(Stored items)
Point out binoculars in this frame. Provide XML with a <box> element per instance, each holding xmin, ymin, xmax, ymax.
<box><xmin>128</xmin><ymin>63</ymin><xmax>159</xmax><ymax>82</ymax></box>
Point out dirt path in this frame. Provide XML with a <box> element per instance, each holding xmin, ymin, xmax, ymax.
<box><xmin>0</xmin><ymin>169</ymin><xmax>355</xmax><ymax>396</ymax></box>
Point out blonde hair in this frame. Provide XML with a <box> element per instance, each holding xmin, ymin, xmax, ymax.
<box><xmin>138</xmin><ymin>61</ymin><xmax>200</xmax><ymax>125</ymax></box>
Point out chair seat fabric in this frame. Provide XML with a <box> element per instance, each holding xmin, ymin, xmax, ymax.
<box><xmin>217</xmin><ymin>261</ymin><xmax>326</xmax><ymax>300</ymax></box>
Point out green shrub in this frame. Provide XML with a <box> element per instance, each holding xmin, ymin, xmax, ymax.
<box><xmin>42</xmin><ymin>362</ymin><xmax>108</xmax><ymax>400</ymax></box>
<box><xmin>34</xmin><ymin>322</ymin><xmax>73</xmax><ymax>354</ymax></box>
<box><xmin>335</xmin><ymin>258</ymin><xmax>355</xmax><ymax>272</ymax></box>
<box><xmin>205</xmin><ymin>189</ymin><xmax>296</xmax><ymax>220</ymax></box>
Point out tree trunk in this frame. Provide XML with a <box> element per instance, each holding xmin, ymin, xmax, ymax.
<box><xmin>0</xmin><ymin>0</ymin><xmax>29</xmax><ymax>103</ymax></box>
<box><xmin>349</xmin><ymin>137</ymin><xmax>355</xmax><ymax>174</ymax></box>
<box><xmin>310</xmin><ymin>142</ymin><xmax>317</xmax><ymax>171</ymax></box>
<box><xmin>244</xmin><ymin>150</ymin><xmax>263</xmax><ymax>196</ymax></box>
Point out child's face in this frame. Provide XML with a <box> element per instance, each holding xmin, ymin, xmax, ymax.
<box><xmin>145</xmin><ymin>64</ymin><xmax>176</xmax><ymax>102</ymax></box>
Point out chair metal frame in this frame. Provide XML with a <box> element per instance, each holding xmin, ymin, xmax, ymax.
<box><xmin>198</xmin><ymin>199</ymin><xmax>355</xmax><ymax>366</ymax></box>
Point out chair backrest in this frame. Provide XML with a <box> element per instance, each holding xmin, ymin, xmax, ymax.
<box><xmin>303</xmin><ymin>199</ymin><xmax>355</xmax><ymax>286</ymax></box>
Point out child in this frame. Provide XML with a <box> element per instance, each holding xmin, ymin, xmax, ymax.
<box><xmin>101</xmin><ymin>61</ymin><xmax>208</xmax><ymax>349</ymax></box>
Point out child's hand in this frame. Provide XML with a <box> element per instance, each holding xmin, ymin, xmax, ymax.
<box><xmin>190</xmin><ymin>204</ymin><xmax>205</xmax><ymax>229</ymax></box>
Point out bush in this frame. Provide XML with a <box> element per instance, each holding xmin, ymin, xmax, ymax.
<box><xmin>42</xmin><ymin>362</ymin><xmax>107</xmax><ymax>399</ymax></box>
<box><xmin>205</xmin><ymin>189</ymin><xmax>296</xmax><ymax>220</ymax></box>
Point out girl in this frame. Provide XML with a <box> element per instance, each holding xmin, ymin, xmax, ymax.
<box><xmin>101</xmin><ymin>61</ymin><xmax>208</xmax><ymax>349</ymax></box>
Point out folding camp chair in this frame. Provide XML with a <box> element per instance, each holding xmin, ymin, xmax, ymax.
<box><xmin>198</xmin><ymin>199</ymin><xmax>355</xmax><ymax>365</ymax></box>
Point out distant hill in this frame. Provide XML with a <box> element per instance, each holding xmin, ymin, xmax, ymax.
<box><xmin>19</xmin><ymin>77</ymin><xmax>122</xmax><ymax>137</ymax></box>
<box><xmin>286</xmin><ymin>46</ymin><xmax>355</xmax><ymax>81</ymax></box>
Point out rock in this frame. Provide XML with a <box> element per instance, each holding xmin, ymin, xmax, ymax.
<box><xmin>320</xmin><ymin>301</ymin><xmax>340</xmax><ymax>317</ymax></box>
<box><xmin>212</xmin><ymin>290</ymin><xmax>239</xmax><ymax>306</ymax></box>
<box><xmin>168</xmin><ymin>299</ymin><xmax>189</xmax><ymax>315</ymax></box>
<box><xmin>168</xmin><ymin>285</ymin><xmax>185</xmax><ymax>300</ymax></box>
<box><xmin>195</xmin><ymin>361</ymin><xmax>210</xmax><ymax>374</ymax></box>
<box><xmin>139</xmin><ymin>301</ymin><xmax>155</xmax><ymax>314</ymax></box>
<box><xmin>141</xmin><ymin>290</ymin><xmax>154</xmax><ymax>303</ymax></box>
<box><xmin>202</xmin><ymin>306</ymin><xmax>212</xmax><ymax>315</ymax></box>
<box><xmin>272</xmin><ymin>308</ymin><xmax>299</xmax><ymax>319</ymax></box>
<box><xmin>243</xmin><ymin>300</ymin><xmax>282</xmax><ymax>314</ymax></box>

■ Direction ■
Pick out each line above that contains the word "child" and copy it in full. Letter case counts.

■ Written response ■
Point out child's face in this frame. Provide XML with a <box> element per instance, each holding xmin, ymin, xmax, ymax.
Point out child in this frame. Provide XML with a <box> element per instance, each holding xmin, ymin, xmax, ymax.
Point out child's hand in this frame. Provide XML with a <box> element per instance, each holding xmin, ymin, xmax, ymax.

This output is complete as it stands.